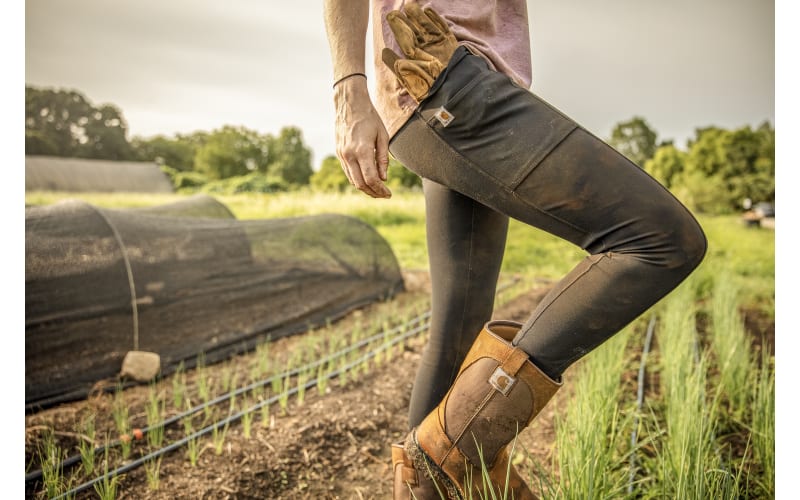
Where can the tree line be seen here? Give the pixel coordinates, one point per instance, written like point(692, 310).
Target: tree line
point(714, 174)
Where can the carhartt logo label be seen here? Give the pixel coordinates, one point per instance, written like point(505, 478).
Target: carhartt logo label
point(444, 116)
point(502, 381)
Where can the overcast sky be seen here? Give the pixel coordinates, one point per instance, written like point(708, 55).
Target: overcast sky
point(183, 65)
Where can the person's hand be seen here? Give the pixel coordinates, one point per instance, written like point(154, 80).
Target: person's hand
point(362, 143)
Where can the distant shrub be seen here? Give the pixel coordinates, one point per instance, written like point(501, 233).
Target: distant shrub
point(250, 183)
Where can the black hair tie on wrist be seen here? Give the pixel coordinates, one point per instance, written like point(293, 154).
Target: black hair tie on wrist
point(340, 80)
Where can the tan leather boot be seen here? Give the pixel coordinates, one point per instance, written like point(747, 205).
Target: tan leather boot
point(409, 483)
point(496, 394)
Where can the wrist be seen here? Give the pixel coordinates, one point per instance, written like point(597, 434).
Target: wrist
point(356, 74)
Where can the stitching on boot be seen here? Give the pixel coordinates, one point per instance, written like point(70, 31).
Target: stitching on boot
point(425, 465)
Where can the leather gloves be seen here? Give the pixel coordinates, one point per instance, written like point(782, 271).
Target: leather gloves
point(427, 43)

▶ [What the task asks]:
Reproduce every line of the items above word for word, leaving out the pictures.

▶ [Worked answer]:
Where can the tree line be seen here? Give the pixel coordinates, one point per instance, written like point(692, 310).
Target: tree line
point(714, 174)
Where can the carhartt logo label be seen here? Give the pixel coordinates, one point per instance, written like point(505, 478).
Target: carhartt logo label
point(444, 116)
point(502, 381)
Where can the overcast sky be seen here? Give the pixel coordinates, one point per instance, written like point(708, 55).
Target: overcast sky
point(183, 65)
Where can the person's hand be seen here? Give the pixel coordinates, one point per instance, written like point(154, 80).
Target: person's hand
point(362, 143)
Where can the distant shrub be seen here? Give the pixel coordinates, one point per instance, written like point(501, 233).
Target: distant shrub
point(250, 183)
Where can the black hair tie on wrist be seen here? Give the pixel coordinates, one point per instance, written like point(293, 154).
Target: black hair tie on wrist
point(340, 80)
Where can the tan leather boot be seen here? Give the pixel coordinates, one point per instance, written like point(747, 205).
Target: tan leather boot
point(409, 483)
point(496, 394)
Where can the wrist be seen here? Give the pixel coordinates, one point per instance, written like point(597, 434).
Target: wrist
point(356, 74)
Where can the stitching on boot be seen here? Give the pixel coordinates, one point per instance, written like point(70, 31).
Target: stitching on boot
point(425, 465)
Where can the leather gloves be seen here? Give the pixel coordinates, one point per instance, written like point(782, 271).
Target: leather gloves
point(427, 43)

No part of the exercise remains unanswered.